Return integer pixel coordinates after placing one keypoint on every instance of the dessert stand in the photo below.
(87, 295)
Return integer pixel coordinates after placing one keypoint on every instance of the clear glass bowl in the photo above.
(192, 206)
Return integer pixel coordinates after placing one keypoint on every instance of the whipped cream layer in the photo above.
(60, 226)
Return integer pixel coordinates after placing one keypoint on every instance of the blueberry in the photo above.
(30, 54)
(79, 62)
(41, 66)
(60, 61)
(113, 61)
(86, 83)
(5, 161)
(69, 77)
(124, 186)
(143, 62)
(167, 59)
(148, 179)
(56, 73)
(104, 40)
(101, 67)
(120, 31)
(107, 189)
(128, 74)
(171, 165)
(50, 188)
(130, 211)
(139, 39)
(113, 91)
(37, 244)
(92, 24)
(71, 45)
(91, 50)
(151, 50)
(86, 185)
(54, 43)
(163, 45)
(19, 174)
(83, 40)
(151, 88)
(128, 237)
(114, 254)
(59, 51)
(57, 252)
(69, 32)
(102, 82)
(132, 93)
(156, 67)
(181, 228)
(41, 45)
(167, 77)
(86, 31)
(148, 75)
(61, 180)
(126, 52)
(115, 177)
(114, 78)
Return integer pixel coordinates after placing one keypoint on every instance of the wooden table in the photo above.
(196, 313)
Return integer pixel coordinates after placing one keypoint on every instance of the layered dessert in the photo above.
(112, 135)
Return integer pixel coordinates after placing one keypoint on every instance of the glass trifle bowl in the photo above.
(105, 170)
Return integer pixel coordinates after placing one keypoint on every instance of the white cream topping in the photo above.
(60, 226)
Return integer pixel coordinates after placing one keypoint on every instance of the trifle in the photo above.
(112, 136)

========

* Written exercise: Reproduce all of the data above line for line, without altering anything.

* Task output:
Return integer pixel coordinates after placing one keypoint on every instance of the dessert stand in the photo below.
(87, 295)
Return integer pixel coordinates after placing one keypoint on every instance of the clear glass bowl in the photo above.
(192, 206)
Return integer pixel coordinates after placing one keypoint on every instance of the whipped cream layer in the photo above.
(60, 226)
Return integer pixel coordinates after placing one keypoint on every instance of the blueberry in the photo above.
(30, 54)
(79, 62)
(41, 66)
(60, 61)
(113, 61)
(86, 83)
(5, 161)
(69, 77)
(124, 186)
(143, 62)
(167, 59)
(148, 179)
(56, 73)
(104, 40)
(101, 67)
(120, 31)
(107, 189)
(128, 74)
(171, 165)
(50, 188)
(130, 211)
(139, 39)
(113, 91)
(37, 244)
(92, 24)
(71, 45)
(91, 50)
(151, 50)
(86, 185)
(54, 43)
(163, 45)
(19, 174)
(83, 40)
(151, 88)
(128, 237)
(114, 254)
(59, 51)
(57, 252)
(69, 32)
(102, 82)
(132, 93)
(156, 67)
(181, 228)
(41, 45)
(167, 77)
(86, 31)
(148, 75)
(61, 180)
(126, 52)
(115, 177)
(114, 78)
Return integer pixel coordinates after placing one keypoint on every instance of the wooden table in the photo above.
(196, 313)
Return integer pixel coordinates after placing one keypoint on every instance of the layered dessert in the photo above.
(112, 135)
Return integer pixel coordinates after placing one keypoint on every instance of the glass trifle bowl in the photo above.
(105, 170)
Return integer pixel coordinates after placing one keypoint on every instance of the white cream topping in the photo above.
(60, 226)
Return integer pixel coordinates after placing one keypoint on every instance of the trifle in the photo above.
(112, 136)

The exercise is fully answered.